Brief | Count the lines below that contain the string "skyscraper", and reply with the number alone.

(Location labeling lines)
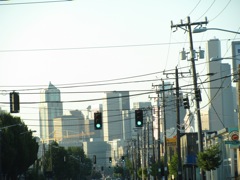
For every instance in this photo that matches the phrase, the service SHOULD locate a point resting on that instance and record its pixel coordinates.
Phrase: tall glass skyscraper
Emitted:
(50, 107)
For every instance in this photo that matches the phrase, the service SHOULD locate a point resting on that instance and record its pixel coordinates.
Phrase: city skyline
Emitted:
(86, 48)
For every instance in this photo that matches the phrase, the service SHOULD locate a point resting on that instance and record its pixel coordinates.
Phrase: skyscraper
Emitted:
(220, 92)
(116, 117)
(50, 107)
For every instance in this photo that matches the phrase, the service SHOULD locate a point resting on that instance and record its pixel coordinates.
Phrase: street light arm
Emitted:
(203, 29)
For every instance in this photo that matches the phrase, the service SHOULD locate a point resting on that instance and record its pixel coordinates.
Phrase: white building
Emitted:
(50, 107)
(220, 92)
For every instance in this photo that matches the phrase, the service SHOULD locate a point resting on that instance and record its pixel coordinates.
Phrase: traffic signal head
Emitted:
(14, 102)
(94, 159)
(138, 118)
(123, 159)
(186, 103)
(198, 95)
(98, 120)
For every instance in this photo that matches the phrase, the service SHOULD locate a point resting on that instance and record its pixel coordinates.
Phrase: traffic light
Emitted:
(14, 102)
(186, 103)
(198, 95)
(94, 159)
(123, 159)
(98, 120)
(139, 118)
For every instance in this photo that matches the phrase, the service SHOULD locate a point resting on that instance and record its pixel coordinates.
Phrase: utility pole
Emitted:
(179, 175)
(158, 116)
(164, 133)
(164, 129)
(189, 25)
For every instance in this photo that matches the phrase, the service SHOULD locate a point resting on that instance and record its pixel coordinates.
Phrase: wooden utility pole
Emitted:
(188, 27)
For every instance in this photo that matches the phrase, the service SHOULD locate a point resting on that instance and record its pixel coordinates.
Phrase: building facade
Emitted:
(220, 91)
(50, 107)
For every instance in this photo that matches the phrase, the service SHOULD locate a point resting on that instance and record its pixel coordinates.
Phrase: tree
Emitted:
(70, 163)
(18, 147)
(209, 159)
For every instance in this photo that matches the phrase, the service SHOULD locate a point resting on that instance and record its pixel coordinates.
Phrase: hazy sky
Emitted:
(73, 42)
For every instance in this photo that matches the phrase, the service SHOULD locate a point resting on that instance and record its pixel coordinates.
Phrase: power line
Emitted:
(36, 2)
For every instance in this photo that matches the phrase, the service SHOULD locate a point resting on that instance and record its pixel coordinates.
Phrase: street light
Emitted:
(203, 29)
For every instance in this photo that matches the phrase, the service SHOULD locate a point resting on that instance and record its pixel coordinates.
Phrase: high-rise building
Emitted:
(220, 91)
(71, 129)
(50, 107)
(116, 116)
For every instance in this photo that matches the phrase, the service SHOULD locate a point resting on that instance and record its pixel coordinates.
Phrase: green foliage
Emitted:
(18, 147)
(67, 164)
(173, 167)
(144, 172)
(209, 159)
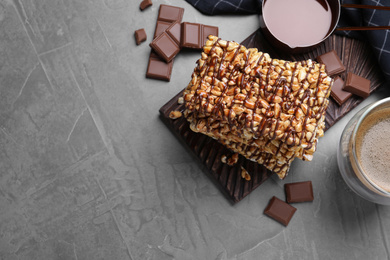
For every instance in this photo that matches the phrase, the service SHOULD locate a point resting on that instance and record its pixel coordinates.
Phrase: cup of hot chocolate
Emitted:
(364, 152)
(300, 25)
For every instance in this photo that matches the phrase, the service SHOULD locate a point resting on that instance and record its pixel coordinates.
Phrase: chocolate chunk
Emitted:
(357, 85)
(175, 31)
(145, 4)
(337, 92)
(170, 13)
(209, 30)
(140, 36)
(158, 68)
(299, 191)
(165, 47)
(333, 64)
(280, 210)
(161, 27)
(191, 35)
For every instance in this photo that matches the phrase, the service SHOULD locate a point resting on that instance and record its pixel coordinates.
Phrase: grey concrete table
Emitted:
(89, 171)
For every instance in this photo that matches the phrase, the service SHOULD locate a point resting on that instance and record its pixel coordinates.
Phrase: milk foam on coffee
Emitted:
(373, 147)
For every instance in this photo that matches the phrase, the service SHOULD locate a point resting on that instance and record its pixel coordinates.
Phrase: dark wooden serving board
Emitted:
(357, 58)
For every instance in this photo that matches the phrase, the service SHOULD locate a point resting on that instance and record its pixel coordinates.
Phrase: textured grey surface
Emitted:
(89, 171)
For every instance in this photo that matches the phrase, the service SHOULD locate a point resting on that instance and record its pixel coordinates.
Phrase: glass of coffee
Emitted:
(363, 156)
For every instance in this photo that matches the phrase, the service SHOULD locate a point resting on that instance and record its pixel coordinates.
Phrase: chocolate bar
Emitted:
(333, 64)
(280, 210)
(140, 36)
(170, 13)
(191, 35)
(161, 27)
(357, 85)
(165, 47)
(337, 92)
(299, 191)
(175, 31)
(158, 68)
(194, 35)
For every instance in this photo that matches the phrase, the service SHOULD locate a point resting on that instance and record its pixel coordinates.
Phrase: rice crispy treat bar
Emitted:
(251, 102)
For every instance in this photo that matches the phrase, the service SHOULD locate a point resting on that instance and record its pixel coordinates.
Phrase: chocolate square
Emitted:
(337, 92)
(165, 47)
(209, 30)
(357, 85)
(191, 35)
(333, 64)
(140, 36)
(161, 26)
(170, 13)
(175, 31)
(158, 68)
(280, 210)
(145, 4)
(299, 191)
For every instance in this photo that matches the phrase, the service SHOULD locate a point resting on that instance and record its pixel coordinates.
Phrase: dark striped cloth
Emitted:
(378, 39)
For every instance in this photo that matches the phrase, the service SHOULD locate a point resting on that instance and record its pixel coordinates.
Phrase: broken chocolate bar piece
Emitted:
(140, 36)
(158, 68)
(191, 35)
(194, 35)
(337, 92)
(170, 13)
(175, 31)
(280, 210)
(299, 191)
(357, 85)
(145, 4)
(208, 30)
(333, 64)
(165, 47)
(161, 27)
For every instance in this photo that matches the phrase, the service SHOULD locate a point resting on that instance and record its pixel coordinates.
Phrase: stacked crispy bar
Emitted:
(268, 110)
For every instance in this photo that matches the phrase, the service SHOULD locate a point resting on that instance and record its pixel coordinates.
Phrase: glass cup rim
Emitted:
(353, 138)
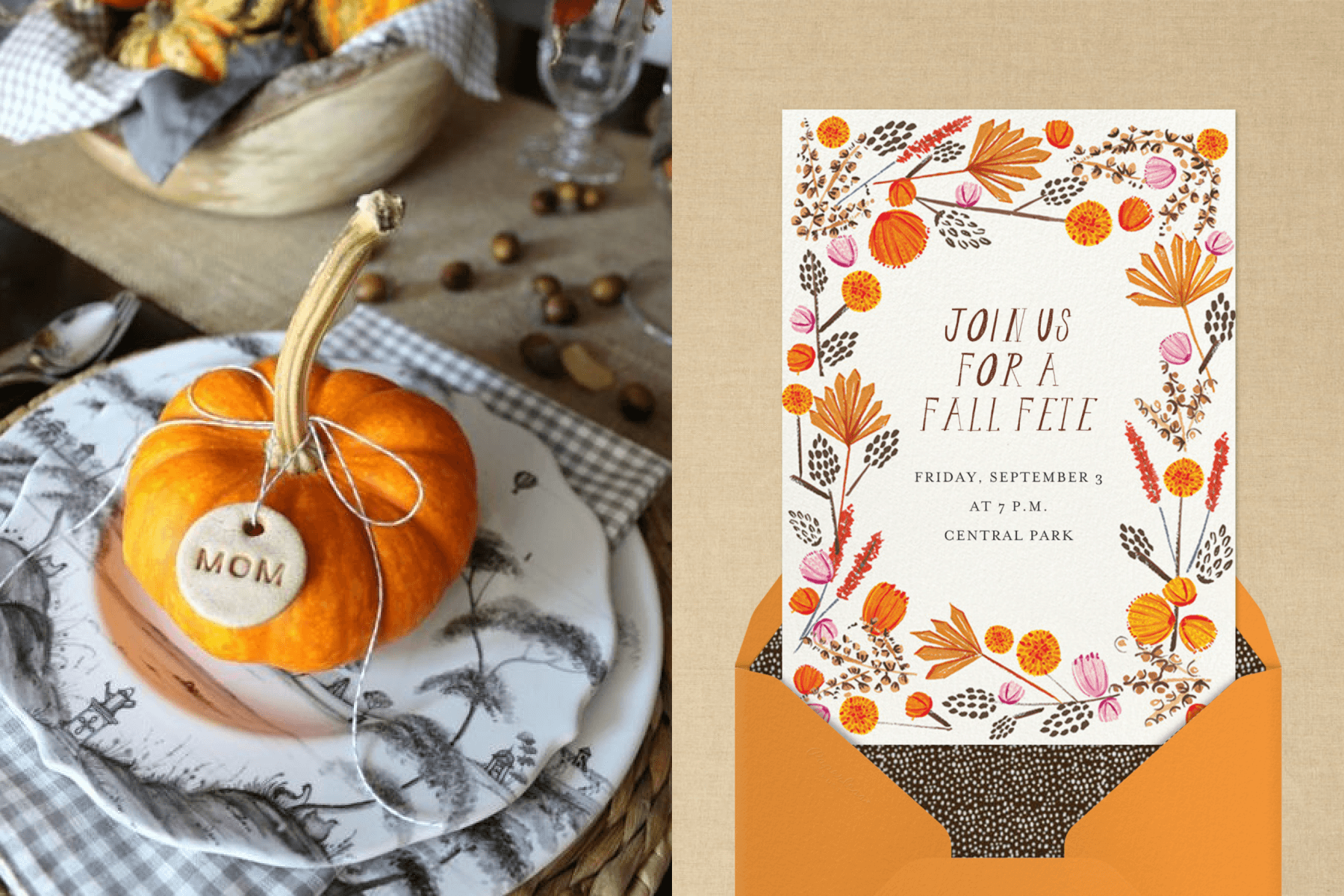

Written answer | 2